═══ SELECTION ═══

The U.S. Court of Appeals for the Ninth Circuit, sitting en banc, clarified when the Government breaches its promise in a plea agreement not to recommend a sentence in excess of the low-end of the Sentencing Guidelines range when responding to the defendant’s request for a downward variant sentence. Although the Court held that the Government implicitly breached the plea agreement in this case, the defendant’s sentence was nonetheless affirmed because the Government’s conduct did not constitute plain error under existing Ninth Circuit precedent.

Background

On October 28, 2020, Gerardo Farias-Contreras (“Contreras”) entered into a plea agreement with the Government in which he agreed to plead guilty to conspiring to distribute methamphetamine and heroin in exchange for the Government’s promise to drop two additional charges and “not to recommend a sentence in excess of the low-end of the guideline range, as calculated by the United States.” The plea agreement permitted Contreras to argue for any legal sentence and permitted either party to present facts not stipulated to in the plea agreement if “relevant to the guideline computation or sentencing.” The U.S. District Court for the Eastern District of Washington accepted Contreras’s guilty plea and the plea agreement.

Contreras filed a memorandum in anticipation of his sentencing hearing, arguing for a six-level reduction in the base offense level resulting in a sentencing range of 108–135 months. He requested a low-end or below-range sentence based on his many physical disabilities. The Government responded with a memorandum of its own. After reducing the base offense level by three, it arrived at a sentencing range of 151–188 months. The Government recommended a low-end sentence of 151 months.

═══ RECORD EXCERPTS ═══

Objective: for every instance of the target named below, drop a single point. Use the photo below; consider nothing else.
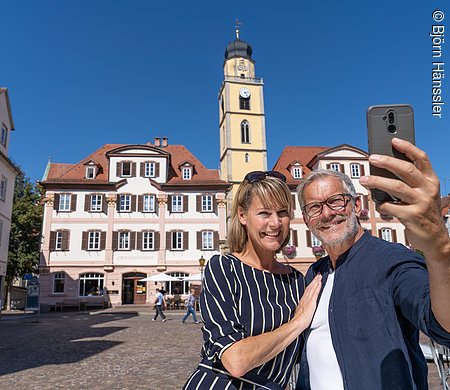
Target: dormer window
(90, 172)
(186, 173)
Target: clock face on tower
(244, 92)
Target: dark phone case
(380, 139)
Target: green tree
(26, 223)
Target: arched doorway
(133, 291)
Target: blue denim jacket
(380, 301)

═══

• REQUIRED WORK
1. Print the passage of the Ninth Circuit summary from "On October 28, 2020, Gerardo" to "the plea agreement.", word for word.
2. According to the Ninth Circuit summary, what sentencing range did Contreras's memorandum argue for?

• SOLUTIONS TO EACH TASK
1.
On October 28, 2020, Gerardo Farias-Contreras (“Contreras”) entered into a plea agreement with the Government in which he agreed to plead guilty to conspiring to distribute methamphetamine and heroin in exchange for the Government’s promise to drop two additional charges and “not to recommend a sentence in excess of the low-end of the guideline range, as calculated by the United States.” The plea agreement permitted Contreras to argue for any legal sentence and permitted either party to present facts not stipulated to in the plea agreement if “relevant to the guideline computation or sentencing.” The U.S. District Court for the Eastern District of Washington accepted Contreras’s guilty plea and the plea agreement.

2. 108–135 months.